Cancel Culture

Aggressionsschübe


Bedroht die sogenannte „Cancel Culture“ die Freiheit der Kunst? Angesichts diverser Appelle und offener Briefe könnte man das vermuten. Doch ist die Angelegenheit nicht etwas komplexer?

Die Lage ist ernst, wenn nicht gar bedrohlich. „Absagen, löschen, zensieren: Seit einigen Jahren macht sich ein Ungeist breit, der das freie Denken und Sprechen in den Würgegriff nimmt und die Grundlage des freien Austauschs von Ideen und Argumenten untergräbt.“ Folgendes wurde beobachtet: „Lautstarke Minderheiten von Aktivisten legen immer häufiger fest, was wie gesagt oder überhaupt zum Thema werden darf. Was an Universitäten und Bildungsanstalten begann, ist in Kunst und Kultur, bei Kabarettisten und Leitartiklern angekommen.“ Nicht weniger als die demokratischen Prozesse selbst seien in Gefahr. So heißt es zumindest in einem offenen Brief unter dem Titel „Appell für freie Debattenräume“, der im vorigen Herbst im deutschsprachigen Raum für Diskussionen sorgte. Unterzeichnet wurde er von zahlreichen Prominenten, unter anderem dem Philosophen Robert Pfaller, dem Schriftsteller Ilija Trojanow, der Literatin Monika Maron sowie der Publizistin Necla Kelek. Über 18.000 Namen umfasst die Liste derer, die den Appell unterschrieben haben, zumindest laut ihren Initiatoren, den Autoren Milosz Matuschek und Gunnar Kaiser. 18.000 Menschen, die offensichtlich die Freiheit der Kunst bedroht sehen. 

Verlust der Utopien?

Vor einer vermeintlich übertriebenen Präsenz von Frauen warnte kürzlich der Romancier Thomas Hettche in der deutschen Zeit. Museen entschieden neuerdings über ihre Hängung „programmatisch nach dem Geschlecht“. Tatsächlich: Viele Häuser zeigen mehr Werke von Künstlerinnen als zuvor. Das bedeute laut Hettche nichts anderes „als die Preisgabe des Kriteriums der Qualität“. Dadurch gehe „das utopische Potenzial der Kunst verloren, das in der Erfahrung des Gelingens selbst liegt. Und es ist diese Erfahrung, die das Freiheitsversprechen der Kunst bringt.“ 

Als im Vorjahr ein Literaturfestival, das über die Grenzen Hamburgs kaum bekannt ist, die Kabarettistin Lisa Eckhart auslud, weil angeblich scharfe Proteste angekündigt waren, sahen Kommentatorinnen und Kommentatoren quer durch die Feuilletons die Kunstfreiheit gefährdet. Tatsächlich agierten die Verantwortlichen ziemlich ungeschickt. Aber ihnen gleich Zensur vorzuwerfen, wie es viele taten, scheint dann doch übertrieben. Ebenso wie in zwei anderen Fällen. Nämlich, als die Hochschülerschaft der Berliner Alice Salomon Hochschule entschied, ein Gedicht von Eugen Gomringer zu ersetzen (aus schwer nachvollziehbaren Gründen hatte man es als sexistisch eingestuft) und als die Manchester Art Gallery John William Waterhouses schwülstiges Gemälde „Hylas und die Nymphen“ aus dem späten 19. Jahrhundert abhing: Beide Vorfälle wurden als Einschränkung der künstlerischen Freiheit wahrgenommen. Dass es sich in letzterem Fall um genau das Gegenteil davon handelte, weil die temporäre Entfernung des Gemäldes Teil einer Arbeit der Künstlerin Sonia Boyce war, ging in der Aufregung unter. Auf der Universität für angewandte Kunst in Wien gab es 2019 Streit: Studierende wollten einen Vortrag der bekannten deutschen Feministin Alice Schwarzer verhindern, mit Verweis auf die Wortmeldungen der streitbaren Autorin zum Islam. Auch hier entbrannten wilde Debatten, Vorwürfe der Zensurwut standen im Raum – gerade so, als wäre es ein Phänomen des 21. Jahrhunderts, dass auf Unis protestiert wird.

### ZU BEANTWORTENDE FRAGEN
a. Übersetze den Satz „Tatsächlich agierten die Verantwortlichen ziemlich ungeschickt.“ aus dem Text zur Cancel Culture ins Englische.
b. Gib aus dem Text zur Cancel Culture den Abschnitt wortgetreu wieder, beginnend mit „Aggressionsschübe“ und fortlaufend bis einschließlich „nicht etwas komplexer?“.
c. Wer sind laut dem Text zur Cancel Culture die Initiatoren des „Appells für freie Debattenräume“?

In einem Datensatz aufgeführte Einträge
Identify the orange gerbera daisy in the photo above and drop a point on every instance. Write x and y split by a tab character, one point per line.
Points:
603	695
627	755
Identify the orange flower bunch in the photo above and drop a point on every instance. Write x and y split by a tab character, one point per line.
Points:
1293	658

### ANTWORTEN
a. In fact, those responsible acted rather clumsily.

b.
Aggressionsschübe


Bedroht die sogenannte „Cancel Culture“ die Freiheit der Kunst? Angesichts diverser Appelle und offener Briefe könnte man das vermuten. Doch ist die Angelegenheit nicht etwas komplexer?

c. Die Autoren Milosz Matuschek und Gunnar Kaiser.